ABOUT THIS TASK:
Examine the entries below, count the lines holding the string "each", and respond with the number only.

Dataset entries
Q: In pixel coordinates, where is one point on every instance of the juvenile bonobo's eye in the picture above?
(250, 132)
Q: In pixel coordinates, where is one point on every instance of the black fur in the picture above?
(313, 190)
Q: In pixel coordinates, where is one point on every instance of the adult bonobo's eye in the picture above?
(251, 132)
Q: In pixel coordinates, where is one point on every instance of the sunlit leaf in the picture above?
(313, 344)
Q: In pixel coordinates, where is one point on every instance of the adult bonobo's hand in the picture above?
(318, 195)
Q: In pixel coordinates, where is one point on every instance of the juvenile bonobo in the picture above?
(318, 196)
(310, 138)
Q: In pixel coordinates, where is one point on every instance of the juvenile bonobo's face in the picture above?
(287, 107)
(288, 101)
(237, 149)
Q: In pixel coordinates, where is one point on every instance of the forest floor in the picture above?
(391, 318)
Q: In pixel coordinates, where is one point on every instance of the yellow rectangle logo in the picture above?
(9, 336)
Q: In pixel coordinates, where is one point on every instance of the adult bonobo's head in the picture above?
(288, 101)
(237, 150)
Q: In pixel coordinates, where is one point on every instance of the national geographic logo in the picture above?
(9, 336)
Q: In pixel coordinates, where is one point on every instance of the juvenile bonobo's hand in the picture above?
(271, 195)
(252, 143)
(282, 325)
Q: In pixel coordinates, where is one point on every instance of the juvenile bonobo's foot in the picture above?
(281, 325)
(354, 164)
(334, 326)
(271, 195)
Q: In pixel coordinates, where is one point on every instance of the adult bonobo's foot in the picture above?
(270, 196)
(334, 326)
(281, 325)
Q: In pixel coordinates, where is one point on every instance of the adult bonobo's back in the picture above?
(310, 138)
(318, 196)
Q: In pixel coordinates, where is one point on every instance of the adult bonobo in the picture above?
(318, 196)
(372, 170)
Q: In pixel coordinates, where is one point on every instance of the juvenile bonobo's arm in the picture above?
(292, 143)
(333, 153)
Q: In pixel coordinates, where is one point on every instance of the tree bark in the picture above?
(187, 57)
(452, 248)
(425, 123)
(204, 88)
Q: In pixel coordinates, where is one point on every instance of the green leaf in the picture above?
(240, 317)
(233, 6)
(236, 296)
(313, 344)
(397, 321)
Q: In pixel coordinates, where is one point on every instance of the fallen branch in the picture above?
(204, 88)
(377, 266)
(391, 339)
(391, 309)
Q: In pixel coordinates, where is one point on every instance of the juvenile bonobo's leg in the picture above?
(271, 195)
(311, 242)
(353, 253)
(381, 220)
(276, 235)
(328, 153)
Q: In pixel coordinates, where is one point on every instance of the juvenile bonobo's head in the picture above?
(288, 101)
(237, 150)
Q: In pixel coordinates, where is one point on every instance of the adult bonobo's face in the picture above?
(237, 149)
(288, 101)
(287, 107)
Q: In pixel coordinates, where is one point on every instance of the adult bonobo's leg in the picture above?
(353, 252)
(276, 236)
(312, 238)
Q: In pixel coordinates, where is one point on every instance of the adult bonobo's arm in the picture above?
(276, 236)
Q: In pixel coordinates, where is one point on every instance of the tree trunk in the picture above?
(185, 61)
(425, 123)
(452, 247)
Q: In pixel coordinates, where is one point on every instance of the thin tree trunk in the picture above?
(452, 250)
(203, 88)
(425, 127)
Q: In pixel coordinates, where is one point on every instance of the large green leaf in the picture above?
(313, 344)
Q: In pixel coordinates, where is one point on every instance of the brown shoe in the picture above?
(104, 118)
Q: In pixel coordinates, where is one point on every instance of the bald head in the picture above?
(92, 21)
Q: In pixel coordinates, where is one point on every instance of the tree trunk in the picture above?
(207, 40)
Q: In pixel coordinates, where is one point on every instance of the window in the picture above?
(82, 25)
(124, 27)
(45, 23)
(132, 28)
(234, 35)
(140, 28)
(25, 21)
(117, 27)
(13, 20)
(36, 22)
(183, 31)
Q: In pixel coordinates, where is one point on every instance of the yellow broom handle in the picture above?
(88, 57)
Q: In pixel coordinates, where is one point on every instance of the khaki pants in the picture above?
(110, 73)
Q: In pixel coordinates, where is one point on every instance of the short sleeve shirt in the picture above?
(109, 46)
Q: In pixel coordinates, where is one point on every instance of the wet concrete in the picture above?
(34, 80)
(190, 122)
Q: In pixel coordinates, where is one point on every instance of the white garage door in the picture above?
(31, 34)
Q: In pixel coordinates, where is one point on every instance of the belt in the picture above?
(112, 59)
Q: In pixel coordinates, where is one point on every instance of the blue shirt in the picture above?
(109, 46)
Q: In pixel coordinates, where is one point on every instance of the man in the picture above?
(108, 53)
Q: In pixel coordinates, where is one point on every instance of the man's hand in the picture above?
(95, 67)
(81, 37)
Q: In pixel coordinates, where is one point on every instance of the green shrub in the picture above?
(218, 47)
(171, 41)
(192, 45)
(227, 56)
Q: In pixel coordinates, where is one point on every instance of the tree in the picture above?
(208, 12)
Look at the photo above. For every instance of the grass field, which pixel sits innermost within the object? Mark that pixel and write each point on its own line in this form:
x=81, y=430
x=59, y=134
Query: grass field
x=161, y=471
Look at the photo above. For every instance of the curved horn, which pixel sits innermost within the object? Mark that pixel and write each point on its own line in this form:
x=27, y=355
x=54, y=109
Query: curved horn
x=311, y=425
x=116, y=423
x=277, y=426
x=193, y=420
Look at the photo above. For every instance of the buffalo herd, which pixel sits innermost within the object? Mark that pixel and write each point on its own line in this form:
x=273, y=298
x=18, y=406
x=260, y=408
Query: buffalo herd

PROBLEM SOLUTION:
3